§ YOUR INSTRUCTIONS: Your task is to reproduce the entries below word for word.

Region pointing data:
---*---

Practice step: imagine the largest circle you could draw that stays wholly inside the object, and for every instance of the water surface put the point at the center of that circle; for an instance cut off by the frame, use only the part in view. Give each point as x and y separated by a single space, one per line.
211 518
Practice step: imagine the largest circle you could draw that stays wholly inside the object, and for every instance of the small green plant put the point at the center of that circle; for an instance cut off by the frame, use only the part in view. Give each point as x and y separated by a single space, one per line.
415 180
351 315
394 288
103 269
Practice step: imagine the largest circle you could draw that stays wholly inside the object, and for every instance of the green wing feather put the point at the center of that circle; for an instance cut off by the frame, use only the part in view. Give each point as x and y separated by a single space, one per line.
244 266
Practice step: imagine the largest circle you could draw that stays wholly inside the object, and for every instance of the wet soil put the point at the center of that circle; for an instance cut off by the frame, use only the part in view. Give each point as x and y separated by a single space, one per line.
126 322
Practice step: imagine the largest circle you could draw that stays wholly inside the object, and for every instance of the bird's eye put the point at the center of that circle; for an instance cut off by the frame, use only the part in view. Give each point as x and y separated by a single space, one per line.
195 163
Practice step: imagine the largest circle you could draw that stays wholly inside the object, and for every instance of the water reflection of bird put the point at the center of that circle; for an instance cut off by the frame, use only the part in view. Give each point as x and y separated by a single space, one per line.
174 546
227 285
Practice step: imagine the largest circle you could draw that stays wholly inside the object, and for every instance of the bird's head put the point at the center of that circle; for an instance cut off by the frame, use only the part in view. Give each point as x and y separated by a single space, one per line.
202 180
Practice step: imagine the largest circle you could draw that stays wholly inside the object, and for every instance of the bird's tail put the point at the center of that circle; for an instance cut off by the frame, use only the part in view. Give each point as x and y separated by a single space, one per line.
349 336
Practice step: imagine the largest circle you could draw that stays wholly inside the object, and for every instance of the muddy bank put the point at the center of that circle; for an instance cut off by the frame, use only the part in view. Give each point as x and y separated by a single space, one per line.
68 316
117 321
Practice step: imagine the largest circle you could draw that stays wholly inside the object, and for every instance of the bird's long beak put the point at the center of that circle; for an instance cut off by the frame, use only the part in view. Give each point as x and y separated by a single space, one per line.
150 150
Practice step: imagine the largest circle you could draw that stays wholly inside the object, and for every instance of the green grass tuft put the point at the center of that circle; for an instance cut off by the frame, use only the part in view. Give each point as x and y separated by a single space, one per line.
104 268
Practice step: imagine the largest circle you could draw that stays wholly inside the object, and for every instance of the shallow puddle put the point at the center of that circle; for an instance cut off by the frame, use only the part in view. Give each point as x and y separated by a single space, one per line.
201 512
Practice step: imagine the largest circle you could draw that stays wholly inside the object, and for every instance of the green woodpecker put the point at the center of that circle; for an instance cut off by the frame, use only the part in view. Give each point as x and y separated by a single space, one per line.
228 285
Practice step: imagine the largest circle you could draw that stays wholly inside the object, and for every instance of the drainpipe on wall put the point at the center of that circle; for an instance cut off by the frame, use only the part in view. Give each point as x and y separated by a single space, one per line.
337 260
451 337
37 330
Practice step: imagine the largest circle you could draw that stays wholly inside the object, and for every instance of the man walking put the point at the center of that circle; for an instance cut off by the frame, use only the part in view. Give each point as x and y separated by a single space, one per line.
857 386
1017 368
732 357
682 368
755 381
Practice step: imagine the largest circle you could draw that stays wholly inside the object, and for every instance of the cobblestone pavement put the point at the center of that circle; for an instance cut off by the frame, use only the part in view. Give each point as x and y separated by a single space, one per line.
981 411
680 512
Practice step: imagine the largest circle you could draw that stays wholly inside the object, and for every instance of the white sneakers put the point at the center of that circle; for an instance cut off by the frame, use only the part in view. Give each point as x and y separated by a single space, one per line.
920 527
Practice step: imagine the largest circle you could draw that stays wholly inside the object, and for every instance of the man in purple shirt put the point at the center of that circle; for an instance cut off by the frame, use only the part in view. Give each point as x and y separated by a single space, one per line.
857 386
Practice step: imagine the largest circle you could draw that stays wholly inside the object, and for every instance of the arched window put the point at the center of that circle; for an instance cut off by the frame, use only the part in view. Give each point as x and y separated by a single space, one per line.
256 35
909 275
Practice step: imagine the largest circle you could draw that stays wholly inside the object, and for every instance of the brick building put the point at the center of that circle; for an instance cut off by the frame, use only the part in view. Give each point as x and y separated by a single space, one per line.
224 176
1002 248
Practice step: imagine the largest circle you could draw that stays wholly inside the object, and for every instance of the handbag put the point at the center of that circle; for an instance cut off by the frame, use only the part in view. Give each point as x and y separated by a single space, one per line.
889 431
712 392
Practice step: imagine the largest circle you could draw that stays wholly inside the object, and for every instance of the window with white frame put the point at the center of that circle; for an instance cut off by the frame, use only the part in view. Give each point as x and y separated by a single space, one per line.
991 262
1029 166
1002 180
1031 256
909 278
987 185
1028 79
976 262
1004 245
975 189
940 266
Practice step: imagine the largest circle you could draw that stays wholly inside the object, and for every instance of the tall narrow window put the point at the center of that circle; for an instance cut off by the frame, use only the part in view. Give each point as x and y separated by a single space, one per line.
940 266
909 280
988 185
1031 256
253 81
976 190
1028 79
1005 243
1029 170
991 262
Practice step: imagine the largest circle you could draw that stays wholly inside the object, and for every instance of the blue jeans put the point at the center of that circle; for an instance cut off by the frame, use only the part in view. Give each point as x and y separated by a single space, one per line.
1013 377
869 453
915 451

---*---

§ REPLY TO THE TASK:
Practice step: imagine the largest circle you could draw that stays wholly inside the object, and for every instance of the water surface put the point at the center of that circle; for an instance cut off by the frame, use only the part in view. Give each point as x and y separated by a single space, one per line.
211 518
Practice step: imagine the largest circle you could draw that stays wholly inside the object, and for every instance of the small green plant put the point at the center of that circle; for an instance cut off by the frame, use only the part in view. Give each point as x and y separated by a single space, one per line.
415 180
351 315
394 288
103 269
Practice step: imagine the largest circle you could draw that stays wholly inside the object, and for every instance of the green wing feather put the point at the center of that circle; for an instance cut off by the frame, use only the part in view. Give each point as x and y separated by a single space, one per line.
244 266
Practice step: imagine the largest circle you could draw that stays wholly inside the object, and for every instance of the wet soil put the point at the center of that circle; for an instance cut off by the frame, use only the part in view. Give each point as x and y separated by a single space, one per line.
126 322
Practice step: imagine the largest circle you could draw that stays wholly inside the object, and for every instance of the bird's eye put the point at the center of that circle; for an instance cut off by the frame, use only the part in view. Give each point as x and y separated by a single space, one per line.
195 163
Practice step: imagine the largest circle you could draw that stays wholly inside the object, and for every instance of the water reflection of bird put the point at the center of that circle; for an instance cut off by the frame, use only the part in view. Give each point as x and y separated by a single space, one per line.
174 546
227 285
Practice step: imagine the largest circle you could draw that stays wholly inside the object, and for every instance of the bird's head put the point at the center of that circle; for an instance cut off by the frame, use only the part in view. Give each point as x and y separated by a single space, one per line.
202 180
Practice step: imagine the largest circle you could draw that stays wholly inside the object, and for every instance of the bird's tail put the point at the center of that circle; for an instance cut off by the frame, use only the part in view. Give each point as x and y separated by a single space, one per line.
349 336
Practice step: imagine the largest circle you could draw that stays wholly inside the object, and for every instance of the muddy bank put the point at the center of that circle; for an instance cut off by the frame, use only the part in view. Give each point as x and y separated by a single space, one per line.
68 316
117 321
Practice step: imagine the largest circle you could draw that stays wholly inside the object, and for every instance of the bird's long beak put the point at the center of that circle; for an instance cut off by the frame, use only the part in view. Give each point as x and y separated by a single space, one per line.
150 150
Practice step: imagine the largest circle you could draw that stays wholly inside the object, and for every instance of the green grass tuft put the point at the center of that circle; for an instance cut off by the frame, use only the part in view. Give each point as x and y separated by a single space, one per line.
104 268
Practice step: imagine the largest circle you could draw that stays wholly inside the object, and for every instance of the shallow puddle put the point at the center of that circle; for an instance cut off by the frame, use only the part in view. Give each point as x and y separated by a single space, one per line.
201 512
Practice step: imagine the largest circle you could draw that stays wholly inside the object, and for every instance of the green woodpecker put the point at the center of that circle; for an instance cut off by the frame, use only the part in view. Give each point as x and y separated by a single space, one per line.
228 285
Practice step: imagine the largest circle you could draw that stays wholly inside the object, and for every instance of the drainpipe on wall put the point at the center of that circle; for an instance cut off by the frame, use only the part in view. Give each point as x and y separated by a single space, one per line.
337 260
451 337
37 330
Practice step: imagine the largest circle you could draw that stays wholly inside the object, and for every instance of the man walking put the point at the center of that circle; for an instance cut off by the frame, use only the part in view. Give each point as x and y separated by a single space, one per line.
857 386
1017 368
732 357
682 368
755 381
Practice step: imagine the largest circle you could draw that stays wholly inside the object, and for every instance of the cobblestone pavement put the point at the center of that circle; for an instance cut off by the frame, use only the part in view. Give each point as x and y separated by a single space, one per line.
981 411
680 512
Practice step: imagine the largest circle you could draw that stays wholly inside the object, and for every instance of the white sneakers put the point at the center of that circle; for an instance cut off by the frame, use only the part in view. Give each point as x and y separated by a single space, one per line.
920 527
Practice step: imagine the largest circle you could draw that stays wholly inside the object, and for every instance of the man in purple shirt put the point at the center of that circle; for an instance cut off by the frame, use only the part in view. Give each point as x and y separated by a single space, one per line.
857 386
Practice step: imagine the largest circle you could draw that stays wholly inside the object, and for every instance of the arched window put the point at the center of that circle; for an instance cut off by the frame, use only the part in view. Give each point as x and y separated by a single space, one per line.
256 35
909 275
Practice step: imagine the largest circle you could draw that stays wholly inside the object, and for every instance of the brick building put the point at the center of that circle; for an instance cut off by the frame, use only the part in view. Give each point as x and y separated by a single space, one per line.
224 176
1002 248
Practice step: imagine the largest circle you could draw that stays wholly inside the object, and for every instance of the handbag put the point at the center of that circle; for an instance cut off by the frame, use only the part in view. Give each point as x and y separated by a single space, one per line.
889 431
712 392
Practice step: imagine the largest circle you could draw that stays wholly inside the object, and for every instance of the window with white frame put the point at the center of that circle; for an instance cut off by the frame, use only the part in view. Give each point as x and y separated by a single space, one per line.
991 262
1029 166
1002 180
1031 256
909 278
987 185
1028 79
976 262
1004 245
975 189
940 266
Practice step: imagine the largest circle you could draw that stays wholly inside the object, and for every instance of the tall narrow window put the point at the center of that circle; for an instance cut off by the frame, use only the part in view. Give each point as x and y separated by a single space, one per line.
940 266
909 280
988 185
1031 256
253 81
976 190
1028 79
1005 243
1029 170
991 262
Practice step: imagine the largest circle you could draw that stays wholly inside the object, and for every instance of the blue jeans put the point at the center of that circle; for an instance cut off by the frame, use only the part in view. Give each point as x and y separated by a single space, one per line.
1013 377
869 453
915 451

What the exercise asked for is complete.